━━ Material for this task
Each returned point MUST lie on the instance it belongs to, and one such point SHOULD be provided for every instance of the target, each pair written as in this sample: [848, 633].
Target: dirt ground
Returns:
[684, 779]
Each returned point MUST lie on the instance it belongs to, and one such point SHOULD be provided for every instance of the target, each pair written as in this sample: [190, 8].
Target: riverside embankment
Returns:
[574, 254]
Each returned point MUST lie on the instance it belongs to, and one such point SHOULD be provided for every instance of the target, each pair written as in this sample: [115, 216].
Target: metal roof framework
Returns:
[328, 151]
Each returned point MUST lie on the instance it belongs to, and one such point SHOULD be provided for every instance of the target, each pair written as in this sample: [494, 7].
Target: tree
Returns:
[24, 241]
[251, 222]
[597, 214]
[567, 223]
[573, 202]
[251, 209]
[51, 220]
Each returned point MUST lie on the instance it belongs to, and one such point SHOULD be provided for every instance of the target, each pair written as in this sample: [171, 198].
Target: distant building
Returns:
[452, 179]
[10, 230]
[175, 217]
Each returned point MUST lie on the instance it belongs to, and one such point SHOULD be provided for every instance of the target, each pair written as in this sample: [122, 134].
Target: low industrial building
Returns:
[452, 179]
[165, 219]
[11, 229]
━━━━
### [Directions for this task]
Retype the material above in full, keeping every word as it stands.

### [Written reply]
Each returned point MUST lie on the instance it belongs to, and one such point SHOULD be provided for every instance of the target, each pair written as in this sample: [848, 633].
Target: dirt ground
Returns:
[684, 779]
Each returned point MUST lie on the instance it belongs to, and one such point SHOULD be provided for every instance of the target, each pair written as in this sample: [190, 8].
Target: riverside embankment
Returns:
[574, 254]
Each returned point MUST lie on the instance it belongs to, and one such point SHOULD be provided for every instance of the target, each pair written as in this sample: [115, 216].
Target: metal roof framework
Returns:
[328, 151]
Each returned point MUST lie on the instance it belongs to, and one such point SHOULD be provided for every instance of the target, each pair written as in this sample: [494, 7].
Target: tree
Returns:
[24, 241]
[251, 222]
[597, 214]
[567, 223]
[573, 202]
[251, 209]
[51, 220]
Each returned point MUST lie on the instance it belongs to, and one such point SHOULD be provided for every instance of the target, each pair written as in this sample: [171, 198].
Target: distant building
Returns:
[452, 179]
[10, 230]
[175, 217]
Each returned point MUST lie on the instance it belongs to, and one such point SHOULD be provided for every instance of the target, each pair written as in this sample: [122, 134].
Target: low industrial building
Returns:
[452, 179]
[165, 219]
[11, 229]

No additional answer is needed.